▶ Written exercise
Copy out the items below, changing each "record" to "give" and leaving all other text untouched.

▶ Data provided

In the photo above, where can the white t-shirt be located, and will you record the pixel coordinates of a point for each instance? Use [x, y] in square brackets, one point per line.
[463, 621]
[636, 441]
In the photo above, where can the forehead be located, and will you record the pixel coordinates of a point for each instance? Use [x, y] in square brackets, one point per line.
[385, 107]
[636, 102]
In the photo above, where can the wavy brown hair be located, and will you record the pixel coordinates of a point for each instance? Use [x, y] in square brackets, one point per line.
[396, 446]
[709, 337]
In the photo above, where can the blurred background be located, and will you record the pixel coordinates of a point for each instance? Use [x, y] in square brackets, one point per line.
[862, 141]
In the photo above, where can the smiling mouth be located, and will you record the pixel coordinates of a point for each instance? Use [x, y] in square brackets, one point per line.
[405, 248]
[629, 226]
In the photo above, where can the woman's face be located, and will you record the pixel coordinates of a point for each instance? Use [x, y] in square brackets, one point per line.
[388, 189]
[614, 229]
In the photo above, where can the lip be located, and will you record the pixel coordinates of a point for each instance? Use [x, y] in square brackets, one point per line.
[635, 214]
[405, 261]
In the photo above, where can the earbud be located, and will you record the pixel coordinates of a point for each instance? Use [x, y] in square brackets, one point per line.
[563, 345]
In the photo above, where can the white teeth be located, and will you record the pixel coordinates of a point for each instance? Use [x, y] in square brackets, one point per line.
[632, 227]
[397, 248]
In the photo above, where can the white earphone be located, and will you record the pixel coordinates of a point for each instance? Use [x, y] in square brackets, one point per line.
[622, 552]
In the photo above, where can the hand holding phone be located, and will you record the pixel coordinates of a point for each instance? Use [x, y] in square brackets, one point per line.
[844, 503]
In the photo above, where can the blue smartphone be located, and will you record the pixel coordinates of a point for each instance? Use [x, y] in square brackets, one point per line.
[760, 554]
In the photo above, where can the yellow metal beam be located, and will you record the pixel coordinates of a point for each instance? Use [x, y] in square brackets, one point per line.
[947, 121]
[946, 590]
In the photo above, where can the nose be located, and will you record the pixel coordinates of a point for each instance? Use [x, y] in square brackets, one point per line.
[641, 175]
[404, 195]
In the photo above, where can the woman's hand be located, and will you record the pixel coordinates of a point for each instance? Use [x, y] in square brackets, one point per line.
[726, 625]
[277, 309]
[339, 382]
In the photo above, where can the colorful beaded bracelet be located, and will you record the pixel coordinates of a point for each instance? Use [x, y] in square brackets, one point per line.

▶ Correct response
In the photo above, where can the white t-shirt be located, and will you give the pixel coordinates of a point for each instance? Use [x, y] in square brackets, one point per line.
[463, 621]
[636, 441]
In the photo above, where can the forehead be located, and will you give the pixel coordinates of a point for each instance? Use [x, y] in square brackets, one point per line.
[385, 107]
[636, 102]
In the photo above, where can the wavy brown hair be located, and will you give the pixel coordinates of a point for each instance? Use [x, y] in square brackets, one point per line.
[396, 446]
[709, 337]
In the photo above, where can the blurred background be located, and will you give the pixel coordinates of a point for each instance? Use [x, y] in square brackets, one point per line.
[862, 141]
In the photo above, where can the smiling mouth be located, and will you give the pixel coordinates of a point for each instance? Use [x, y] in square brackets, one point per line.
[405, 248]
[629, 226]
In the photo above, where can the woman's face be located, and will you give the pixel coordinates of a point for each instance? Use [x, y] in square brackets, one point per line.
[388, 189]
[614, 229]
In the photo above, where can the lip be located, and will you give the pixel coordinates of a point for each instance? Use [x, y] in square brackets, one point per line.
[635, 214]
[405, 261]
In the photo above, where can the earbud be located, and will you give the pixel coordinates of a point for each instance? Use [x, y] in square brackets, one point per line.
[563, 345]
In the photo above, where can the white teeth be located, and will you give the pixel coordinates of a point for each instance? Use [x, y] in square brackets, one point per line.
[632, 227]
[397, 248]
In the photo above, where can the white earphone be located, and will you give the pixel coordinates of a point for each instance? Use [x, y] in square brackets, one point per line.
[622, 552]
In the photo above, where can the hand holding phone be located, and will you give the pixel coordinates of a point for each instance? Use [x, y] in square brackets, one point per line.
[844, 503]
In the photo above, where can the blue smartphone be located, and will you give the pixel coordinates of a point for each instance? Use [x, y] in square brackets, one point per line.
[760, 554]
In the photo above, where can the yellow metal beam be located, and will you give the pixel coordinates of a point for each instance? Use [x, y] in square brackets, one point per line.
[947, 121]
[946, 590]
In the photo above, where can the nose be located, and will you give the pixel coordinates of a point for each instance? Use [x, y] in square brackets, one point per line.
[641, 175]
[404, 195]
In the photo above, where can the woman's hand be located, and will you give the pixel coordinates of a point for each instance? Use [x, y] in square brackets, one point per line.
[726, 625]
[277, 309]
[339, 382]
In the photo above, where can the colorful beaded bracelet be located, and will you give the pixel coordinates of a point for each instance? Use [x, y] in square brackets, one point per line.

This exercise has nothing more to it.